ESERCIZIO 1 → Trascriva fedelmente il tratto dell'estratto che va da "2. – Si e’ costituito" fino a "declaratoria di non fondatezza.".
ESERCIZIO 2 → Nell'elenco, sostituisca "golf club" con "golf stick" nel tratto che va dalla riga contenente "Detect all occurrences of putting green here." fino alla fine dell'elenco, estremi compresi. Riporti soltanto queste righe, senza alcun'altra modifica.

ESTRATTO →
○ ○ ○

2. – Si e’ costituito l’INPDAP, parte appellata nel giudizio
principale, concludendo per l’inammissibilita’ della questione o, in
subordine, per una declaratoria di non fondatezza.
2.1. – L’Istituto, nel delineare l’evoluzione normativa e
giurisprudenziale interessante lo specifico settore, rammenta, in
primo luogo, che in ordine alla portata ed agli effetti dell’art. 1,
comma 41, della legge n. 335 del 1995 sulla previgente disciplina
recata dall’art. 15 della legge n. 724 del 1994 e, segnatamente, dal
relativo comma 5, si contrapponevano due interpretazioni, avendo poi
le Sezioni riunite della Corte dei conti, con la sentenza n. 8/QM/02,
seguito l’indirizzo maggioritario, cosi’ da negare l’abrogazione
implicita del detto comma dell’art. 15 della legge n. 724 del 1994 da
parte del comma 41 dell’art. 1 della legge n. 335 del 1995. La parte
costituita sostiene, tuttavia, che un tale arresto giurisprudenziale
non si presentava consonante con gli orientamenti di massima della
giurisprudenza costituzionale e di quella ordinaria in tema di
affidamento nella certezza giuridica e sulla natura della pensione di
reversibilita’, con la conseguenza che «l’interpretazione delle
Sezioni Riunite del Giudice contabile non poteva considerarsi
risolutiva». Di qui, per l’appunto, l’intervento legislativo del
2006, di chiarificazione e sistemazione organica della materia,
dovendo pertanto ascriversi alle norme denunciate natura
effettivamente interpretativa; norme che, del resto, hanno superato
il vaglio di costituzionalita’, in riferimento agli artt. 3 e 38
Cost., a seguito della sentenza n. 74 del 2008, di non fondatezza.
2.2. – Cio’ premesso, l’INPDAP argomenta, quindi,
sull’inammissibilita’ della questione per contraddittorieta’ della
motivazione in ordine alla rilevanza, avendo il rimettente fatto
riferimento alla necessita’, derivante dall’art. 42 della legge n. 69
del 2009, di «conformarsi al dictum dell’organo nomofilattico del
Giudice delle pensioni», rappresentato dalla sentenza delle Sezioni
riunite n. 8/QM/ 2002, pur riconoscendo che le norme denunciate,
emanate nel 2006, hanno gia’ superato il vaglio di costituzionalita’.

○ ○ ○

[Record annotati di coordinate]
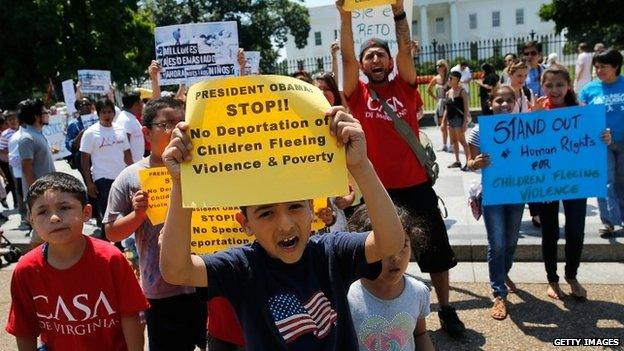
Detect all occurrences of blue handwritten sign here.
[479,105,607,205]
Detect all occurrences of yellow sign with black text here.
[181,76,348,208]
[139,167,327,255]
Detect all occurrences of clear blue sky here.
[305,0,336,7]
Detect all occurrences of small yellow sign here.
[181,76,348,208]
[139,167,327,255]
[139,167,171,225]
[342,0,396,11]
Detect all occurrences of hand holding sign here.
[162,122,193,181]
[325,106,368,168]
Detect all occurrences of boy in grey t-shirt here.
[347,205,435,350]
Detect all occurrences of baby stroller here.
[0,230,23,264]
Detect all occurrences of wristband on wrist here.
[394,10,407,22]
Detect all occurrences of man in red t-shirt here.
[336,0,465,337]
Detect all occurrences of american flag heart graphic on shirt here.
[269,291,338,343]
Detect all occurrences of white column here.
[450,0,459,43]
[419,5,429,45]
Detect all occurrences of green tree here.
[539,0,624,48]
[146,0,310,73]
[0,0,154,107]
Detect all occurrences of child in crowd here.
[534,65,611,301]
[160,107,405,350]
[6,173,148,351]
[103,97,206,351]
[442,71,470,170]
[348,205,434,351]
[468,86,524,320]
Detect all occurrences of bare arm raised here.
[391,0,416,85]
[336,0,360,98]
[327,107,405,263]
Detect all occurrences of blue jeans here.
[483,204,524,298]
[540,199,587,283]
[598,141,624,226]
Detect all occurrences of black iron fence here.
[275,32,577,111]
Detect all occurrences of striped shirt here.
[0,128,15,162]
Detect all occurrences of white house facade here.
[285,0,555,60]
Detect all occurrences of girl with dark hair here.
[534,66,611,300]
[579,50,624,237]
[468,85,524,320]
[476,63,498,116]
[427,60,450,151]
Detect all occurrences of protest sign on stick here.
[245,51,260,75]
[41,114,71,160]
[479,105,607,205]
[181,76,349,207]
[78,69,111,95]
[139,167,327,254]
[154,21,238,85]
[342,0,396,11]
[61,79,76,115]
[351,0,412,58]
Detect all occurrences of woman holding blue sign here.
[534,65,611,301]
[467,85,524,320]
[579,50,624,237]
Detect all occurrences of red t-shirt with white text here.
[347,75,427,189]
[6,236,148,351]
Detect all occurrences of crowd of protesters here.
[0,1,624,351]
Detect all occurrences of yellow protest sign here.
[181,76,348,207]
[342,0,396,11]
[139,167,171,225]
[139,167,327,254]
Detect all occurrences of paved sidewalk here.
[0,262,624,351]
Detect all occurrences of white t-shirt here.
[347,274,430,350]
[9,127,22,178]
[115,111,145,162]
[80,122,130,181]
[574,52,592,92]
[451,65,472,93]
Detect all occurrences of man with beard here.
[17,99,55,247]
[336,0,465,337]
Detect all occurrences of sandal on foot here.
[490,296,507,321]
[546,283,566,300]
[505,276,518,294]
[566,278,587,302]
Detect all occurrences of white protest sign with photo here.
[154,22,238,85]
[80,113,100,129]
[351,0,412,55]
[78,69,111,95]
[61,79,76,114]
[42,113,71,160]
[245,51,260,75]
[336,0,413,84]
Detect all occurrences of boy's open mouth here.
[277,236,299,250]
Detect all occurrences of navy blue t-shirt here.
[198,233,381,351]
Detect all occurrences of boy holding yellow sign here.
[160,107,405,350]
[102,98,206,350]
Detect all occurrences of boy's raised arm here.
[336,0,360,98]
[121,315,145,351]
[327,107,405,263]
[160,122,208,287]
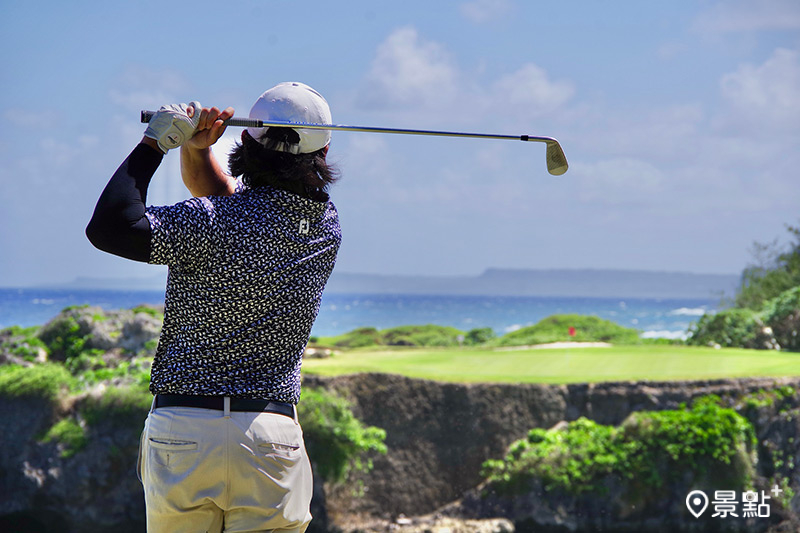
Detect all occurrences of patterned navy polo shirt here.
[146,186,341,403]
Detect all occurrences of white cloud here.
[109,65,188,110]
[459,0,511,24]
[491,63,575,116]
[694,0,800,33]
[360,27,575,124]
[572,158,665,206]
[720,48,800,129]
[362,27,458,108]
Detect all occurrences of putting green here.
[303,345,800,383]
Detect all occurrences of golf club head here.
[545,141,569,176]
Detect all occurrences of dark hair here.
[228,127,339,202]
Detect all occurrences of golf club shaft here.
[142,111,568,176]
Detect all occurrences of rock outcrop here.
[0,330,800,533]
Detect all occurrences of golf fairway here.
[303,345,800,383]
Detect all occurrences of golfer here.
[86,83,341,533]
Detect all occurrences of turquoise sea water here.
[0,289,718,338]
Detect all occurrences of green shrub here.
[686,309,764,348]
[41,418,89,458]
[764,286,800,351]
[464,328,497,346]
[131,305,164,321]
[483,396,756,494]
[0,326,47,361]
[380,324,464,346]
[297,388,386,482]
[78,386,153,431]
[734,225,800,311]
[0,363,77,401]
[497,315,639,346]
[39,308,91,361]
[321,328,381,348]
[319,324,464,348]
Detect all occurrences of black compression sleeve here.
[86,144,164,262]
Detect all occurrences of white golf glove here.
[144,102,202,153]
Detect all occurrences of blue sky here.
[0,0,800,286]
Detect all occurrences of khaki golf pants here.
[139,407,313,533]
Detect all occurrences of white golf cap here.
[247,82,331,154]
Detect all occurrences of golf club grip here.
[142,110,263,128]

○ ○ ○

RISPOSTA CORRETTA 1 →
2. – Si e’ costituito l’INPDAP, parte appellata nel giudizio
principale, concludendo per l’inammissibilita’ della questione o, in
subordine, per una declaratoria di non fondatezza.

RISPOSTA CORRETTA 2 →
Detect all occurrences of putting green here.
[303,345,800,383]
Detect all occurrences of golf stick head here.
[545,141,569,176]
Detect all occurrences of dark hair here.
[228,127,339,202]
Detect all occurrences of golf stick shaft here.
[142,111,568,176]
Detect all occurrences of rock outcrop here.
[0,330,800,533]
Detect all occurrences of golf fairway here.
[303,345,800,383]
Detect all occurrences of golfer here.
[86,83,341,533]
Detect all occurrences of turquoise sea water here.
[0,289,718,338]
Detect all occurrences of green shrub here.
[686,309,764,348]
[41,418,89,458]
[764,286,800,351]
[464,328,497,346]
[131,305,164,321]
[483,396,756,494]
[0,326,47,361]
[380,324,464,346]
[297,388,386,482]
[78,386,153,431]
[734,225,800,311]
[0,363,77,401]
[497,315,639,346]
[39,308,91,361]
[321,328,381,348]
[319,324,464,348]
Detect all occurrences of black compression sleeve here.
[86,144,164,262]
Detect all occurrences of white golf glove here.
[144,102,202,153]
Detect all occurrences of blue sky here.
[0,0,800,286]
Detect all occurrences of khaki golf pants here.
[139,407,313,533]
Detect all occurrences of white golf cap here.
[247,82,331,154]
Detect all occurrences of golf stick grip here.
[142,110,263,128]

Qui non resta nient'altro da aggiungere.